◆ The problem ◆
Turn the records below, from the line containing "instance: [(450, 25)]" through the line containing "[(168, 150), (186, 178), (449, 228), (192, 166), (382, 166)]", into a numbered list with blank lines dropped. List only those lines.

--------------------

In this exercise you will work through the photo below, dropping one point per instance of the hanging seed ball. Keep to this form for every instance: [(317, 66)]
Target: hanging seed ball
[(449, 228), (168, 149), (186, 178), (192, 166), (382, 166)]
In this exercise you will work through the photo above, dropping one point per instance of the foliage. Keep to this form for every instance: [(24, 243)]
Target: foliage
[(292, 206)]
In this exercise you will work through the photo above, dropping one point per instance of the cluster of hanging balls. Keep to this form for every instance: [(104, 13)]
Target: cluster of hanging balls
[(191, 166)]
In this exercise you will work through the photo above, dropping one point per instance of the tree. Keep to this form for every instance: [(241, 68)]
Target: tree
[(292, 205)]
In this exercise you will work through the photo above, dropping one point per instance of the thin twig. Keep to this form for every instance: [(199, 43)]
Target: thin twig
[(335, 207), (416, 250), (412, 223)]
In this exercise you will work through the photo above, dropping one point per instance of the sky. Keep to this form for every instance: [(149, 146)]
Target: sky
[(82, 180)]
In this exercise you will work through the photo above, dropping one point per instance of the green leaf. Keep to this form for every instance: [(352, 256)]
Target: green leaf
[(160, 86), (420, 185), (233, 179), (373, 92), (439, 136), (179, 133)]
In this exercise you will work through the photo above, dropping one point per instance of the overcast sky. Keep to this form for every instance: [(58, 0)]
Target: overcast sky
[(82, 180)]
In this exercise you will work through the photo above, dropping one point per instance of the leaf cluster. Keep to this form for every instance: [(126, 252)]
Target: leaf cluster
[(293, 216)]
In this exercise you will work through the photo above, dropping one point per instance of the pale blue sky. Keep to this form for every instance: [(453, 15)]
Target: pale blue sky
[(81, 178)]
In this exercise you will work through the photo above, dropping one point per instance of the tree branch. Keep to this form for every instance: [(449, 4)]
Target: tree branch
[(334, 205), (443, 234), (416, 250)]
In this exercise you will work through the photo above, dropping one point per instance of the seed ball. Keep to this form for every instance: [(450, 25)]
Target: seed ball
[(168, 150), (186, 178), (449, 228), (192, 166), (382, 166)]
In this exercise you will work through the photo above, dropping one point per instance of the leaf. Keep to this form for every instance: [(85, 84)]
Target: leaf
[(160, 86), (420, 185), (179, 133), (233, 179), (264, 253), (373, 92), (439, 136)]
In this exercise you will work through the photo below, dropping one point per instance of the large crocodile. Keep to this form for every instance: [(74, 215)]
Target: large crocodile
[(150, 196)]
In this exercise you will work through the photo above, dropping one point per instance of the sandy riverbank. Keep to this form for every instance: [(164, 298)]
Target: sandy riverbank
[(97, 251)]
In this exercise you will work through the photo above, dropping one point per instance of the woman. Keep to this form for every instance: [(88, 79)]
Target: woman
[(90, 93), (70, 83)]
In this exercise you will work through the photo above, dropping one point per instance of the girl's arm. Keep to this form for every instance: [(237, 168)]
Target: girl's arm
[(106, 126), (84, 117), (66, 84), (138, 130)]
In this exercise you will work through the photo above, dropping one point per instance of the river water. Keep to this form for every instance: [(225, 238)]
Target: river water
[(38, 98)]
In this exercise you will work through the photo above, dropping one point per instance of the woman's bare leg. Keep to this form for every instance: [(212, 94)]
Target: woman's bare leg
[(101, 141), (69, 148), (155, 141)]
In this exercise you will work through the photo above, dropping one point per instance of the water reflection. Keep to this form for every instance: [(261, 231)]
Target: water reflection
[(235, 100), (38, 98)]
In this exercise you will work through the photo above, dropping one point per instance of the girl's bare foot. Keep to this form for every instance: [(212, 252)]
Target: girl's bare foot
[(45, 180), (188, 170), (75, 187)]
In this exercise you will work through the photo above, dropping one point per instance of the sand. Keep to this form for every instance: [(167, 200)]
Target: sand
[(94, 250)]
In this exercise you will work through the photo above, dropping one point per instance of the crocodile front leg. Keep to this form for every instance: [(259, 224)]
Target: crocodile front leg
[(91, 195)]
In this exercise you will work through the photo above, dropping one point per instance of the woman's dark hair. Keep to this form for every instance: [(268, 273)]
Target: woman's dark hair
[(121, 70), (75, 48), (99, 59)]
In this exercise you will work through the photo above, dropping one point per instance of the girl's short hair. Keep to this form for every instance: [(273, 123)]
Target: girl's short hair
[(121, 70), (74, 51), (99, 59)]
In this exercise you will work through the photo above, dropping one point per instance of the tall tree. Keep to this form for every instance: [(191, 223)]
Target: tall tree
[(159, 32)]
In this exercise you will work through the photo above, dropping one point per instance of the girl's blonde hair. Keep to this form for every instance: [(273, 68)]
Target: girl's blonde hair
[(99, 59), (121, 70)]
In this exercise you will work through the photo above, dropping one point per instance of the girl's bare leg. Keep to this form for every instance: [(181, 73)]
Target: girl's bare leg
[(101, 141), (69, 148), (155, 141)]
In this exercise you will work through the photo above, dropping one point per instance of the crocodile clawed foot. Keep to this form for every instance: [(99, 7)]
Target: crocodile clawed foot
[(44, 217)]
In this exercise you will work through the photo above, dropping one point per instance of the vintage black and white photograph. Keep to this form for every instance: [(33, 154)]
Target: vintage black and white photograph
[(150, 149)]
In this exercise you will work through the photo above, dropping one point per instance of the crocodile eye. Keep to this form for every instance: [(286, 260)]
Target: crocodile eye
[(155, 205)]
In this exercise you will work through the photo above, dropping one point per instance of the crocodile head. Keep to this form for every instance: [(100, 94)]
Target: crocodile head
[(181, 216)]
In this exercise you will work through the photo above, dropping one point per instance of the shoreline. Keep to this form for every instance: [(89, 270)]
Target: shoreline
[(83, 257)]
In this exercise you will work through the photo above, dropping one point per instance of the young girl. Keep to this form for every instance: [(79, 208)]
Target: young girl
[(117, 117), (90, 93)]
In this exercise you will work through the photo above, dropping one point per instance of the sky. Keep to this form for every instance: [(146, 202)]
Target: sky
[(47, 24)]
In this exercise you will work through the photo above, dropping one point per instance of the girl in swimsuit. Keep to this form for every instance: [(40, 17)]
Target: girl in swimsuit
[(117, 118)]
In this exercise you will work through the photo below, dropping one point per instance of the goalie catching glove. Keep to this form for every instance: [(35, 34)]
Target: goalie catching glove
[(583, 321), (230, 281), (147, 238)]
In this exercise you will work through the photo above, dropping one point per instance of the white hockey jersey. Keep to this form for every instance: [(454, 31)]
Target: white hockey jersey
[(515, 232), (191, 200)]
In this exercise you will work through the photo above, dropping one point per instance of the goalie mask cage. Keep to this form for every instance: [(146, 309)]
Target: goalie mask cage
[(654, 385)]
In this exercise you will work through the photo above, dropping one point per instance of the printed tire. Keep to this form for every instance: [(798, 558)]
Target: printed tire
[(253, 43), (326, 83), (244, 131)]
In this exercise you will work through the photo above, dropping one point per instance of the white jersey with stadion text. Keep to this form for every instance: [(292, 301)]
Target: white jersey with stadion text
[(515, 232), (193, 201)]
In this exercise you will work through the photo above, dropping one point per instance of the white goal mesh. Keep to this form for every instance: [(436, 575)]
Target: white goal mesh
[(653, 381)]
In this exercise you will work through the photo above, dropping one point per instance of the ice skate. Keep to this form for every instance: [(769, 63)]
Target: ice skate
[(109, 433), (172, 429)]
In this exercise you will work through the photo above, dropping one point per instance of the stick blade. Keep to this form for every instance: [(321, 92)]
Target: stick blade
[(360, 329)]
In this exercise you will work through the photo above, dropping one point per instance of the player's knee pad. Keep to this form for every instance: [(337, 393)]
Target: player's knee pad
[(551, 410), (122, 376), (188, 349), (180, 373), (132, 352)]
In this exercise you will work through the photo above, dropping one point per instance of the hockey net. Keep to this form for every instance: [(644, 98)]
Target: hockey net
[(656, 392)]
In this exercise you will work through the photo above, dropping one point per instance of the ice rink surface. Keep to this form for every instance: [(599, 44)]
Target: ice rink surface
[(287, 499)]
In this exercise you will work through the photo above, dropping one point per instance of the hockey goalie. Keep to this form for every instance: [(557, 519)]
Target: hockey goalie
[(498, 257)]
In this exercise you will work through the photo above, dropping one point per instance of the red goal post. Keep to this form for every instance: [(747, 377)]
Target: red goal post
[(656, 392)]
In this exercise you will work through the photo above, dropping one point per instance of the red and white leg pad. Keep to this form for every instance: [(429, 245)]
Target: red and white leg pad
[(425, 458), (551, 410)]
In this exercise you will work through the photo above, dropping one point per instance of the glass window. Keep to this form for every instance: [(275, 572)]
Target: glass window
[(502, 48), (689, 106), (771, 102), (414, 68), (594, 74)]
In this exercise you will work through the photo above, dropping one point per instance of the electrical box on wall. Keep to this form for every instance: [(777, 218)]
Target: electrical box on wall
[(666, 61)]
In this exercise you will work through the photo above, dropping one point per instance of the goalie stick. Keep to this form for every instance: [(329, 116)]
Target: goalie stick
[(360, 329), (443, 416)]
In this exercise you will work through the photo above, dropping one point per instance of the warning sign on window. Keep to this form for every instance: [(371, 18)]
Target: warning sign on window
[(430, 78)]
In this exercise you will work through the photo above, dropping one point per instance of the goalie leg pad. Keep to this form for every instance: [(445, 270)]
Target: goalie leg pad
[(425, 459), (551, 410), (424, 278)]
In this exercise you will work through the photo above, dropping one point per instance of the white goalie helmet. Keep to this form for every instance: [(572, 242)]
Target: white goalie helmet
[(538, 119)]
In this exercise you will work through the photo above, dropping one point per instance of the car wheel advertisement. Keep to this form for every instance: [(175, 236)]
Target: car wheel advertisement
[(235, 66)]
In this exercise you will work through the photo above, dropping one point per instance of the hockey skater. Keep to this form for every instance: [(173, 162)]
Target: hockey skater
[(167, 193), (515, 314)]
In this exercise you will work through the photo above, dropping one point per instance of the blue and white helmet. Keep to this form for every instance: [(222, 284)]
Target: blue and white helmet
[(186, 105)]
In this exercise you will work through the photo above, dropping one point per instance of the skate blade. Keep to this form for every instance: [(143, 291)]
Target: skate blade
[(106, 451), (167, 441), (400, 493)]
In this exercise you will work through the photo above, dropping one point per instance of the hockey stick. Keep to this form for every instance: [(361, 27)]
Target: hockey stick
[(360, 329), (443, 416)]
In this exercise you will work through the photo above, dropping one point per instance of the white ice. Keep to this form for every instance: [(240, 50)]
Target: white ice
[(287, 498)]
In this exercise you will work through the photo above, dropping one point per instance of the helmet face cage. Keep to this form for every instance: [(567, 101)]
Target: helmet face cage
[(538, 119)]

--------------------

◆ Expected answer ◆
1. In this exercise you will work through the photo above, dropping one point per instance of the seed ball. Keep to this form for every instance: [(450, 25)]
2. Target: seed ball
3. [(168, 150), (186, 178), (449, 228), (192, 166), (382, 166)]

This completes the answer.